Aim: Report every line in the records below that contains the word "moustache", copying each such line in full. Case counts.

Material for this exercise:
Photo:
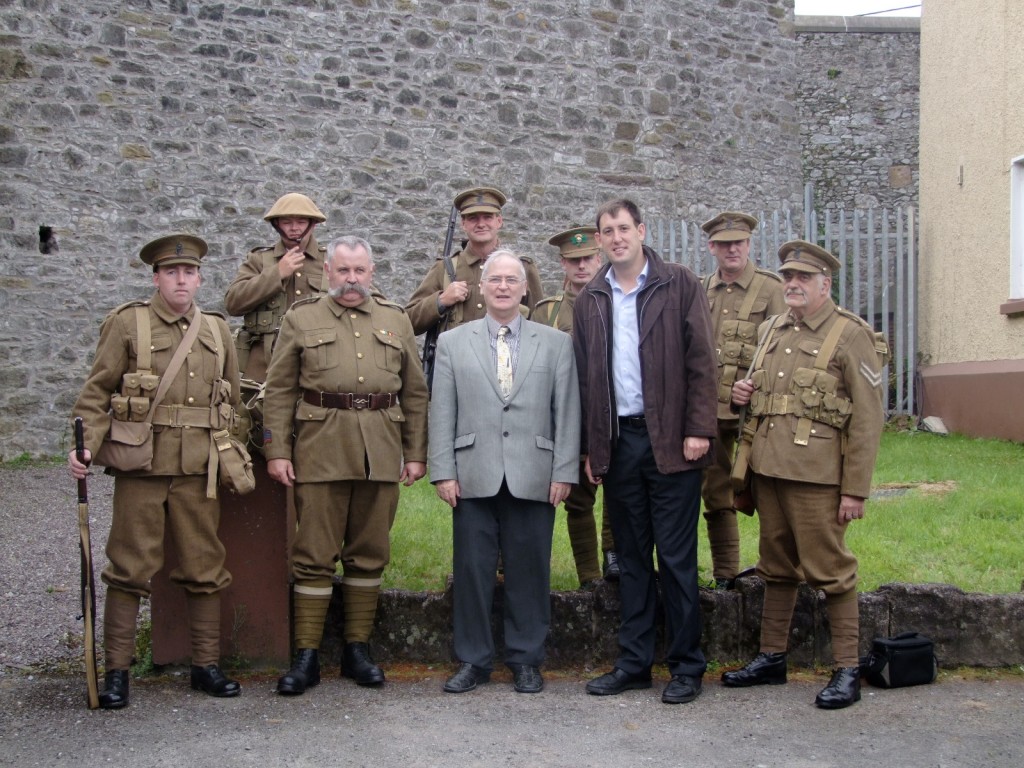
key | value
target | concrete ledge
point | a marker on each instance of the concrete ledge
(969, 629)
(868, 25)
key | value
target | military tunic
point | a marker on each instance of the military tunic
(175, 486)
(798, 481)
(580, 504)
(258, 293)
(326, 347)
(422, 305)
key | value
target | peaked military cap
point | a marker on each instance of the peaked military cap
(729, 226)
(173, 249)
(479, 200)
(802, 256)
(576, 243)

---

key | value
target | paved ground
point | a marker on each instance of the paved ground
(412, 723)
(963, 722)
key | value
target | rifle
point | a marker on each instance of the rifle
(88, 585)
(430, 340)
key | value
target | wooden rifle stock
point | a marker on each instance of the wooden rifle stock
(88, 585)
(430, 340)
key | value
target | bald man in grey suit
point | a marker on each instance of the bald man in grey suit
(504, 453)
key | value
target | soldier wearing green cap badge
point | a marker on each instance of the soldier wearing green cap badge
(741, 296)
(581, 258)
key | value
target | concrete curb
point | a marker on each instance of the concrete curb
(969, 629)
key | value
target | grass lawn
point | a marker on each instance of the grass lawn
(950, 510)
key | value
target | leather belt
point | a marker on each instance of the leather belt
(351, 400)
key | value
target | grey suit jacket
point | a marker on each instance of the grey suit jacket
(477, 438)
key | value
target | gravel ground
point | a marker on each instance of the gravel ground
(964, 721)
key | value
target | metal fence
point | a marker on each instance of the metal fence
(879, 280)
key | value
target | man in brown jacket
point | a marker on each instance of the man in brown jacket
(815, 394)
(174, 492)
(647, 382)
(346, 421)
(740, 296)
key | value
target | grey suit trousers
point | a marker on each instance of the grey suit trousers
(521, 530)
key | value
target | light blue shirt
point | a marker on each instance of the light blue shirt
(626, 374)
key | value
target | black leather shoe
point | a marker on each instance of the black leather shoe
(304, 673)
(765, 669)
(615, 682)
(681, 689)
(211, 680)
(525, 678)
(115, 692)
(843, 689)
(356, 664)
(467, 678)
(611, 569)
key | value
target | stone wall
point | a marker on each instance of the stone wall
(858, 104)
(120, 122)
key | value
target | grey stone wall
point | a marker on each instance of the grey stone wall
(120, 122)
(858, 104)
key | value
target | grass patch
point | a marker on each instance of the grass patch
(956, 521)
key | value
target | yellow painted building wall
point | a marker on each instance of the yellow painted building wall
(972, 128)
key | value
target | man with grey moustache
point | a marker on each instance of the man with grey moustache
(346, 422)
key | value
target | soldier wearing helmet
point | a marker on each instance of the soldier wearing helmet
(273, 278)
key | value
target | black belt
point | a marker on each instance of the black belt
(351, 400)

Answer to this problem:
target | man with grey moustache
point | a marker on each instance of the man with grey moustache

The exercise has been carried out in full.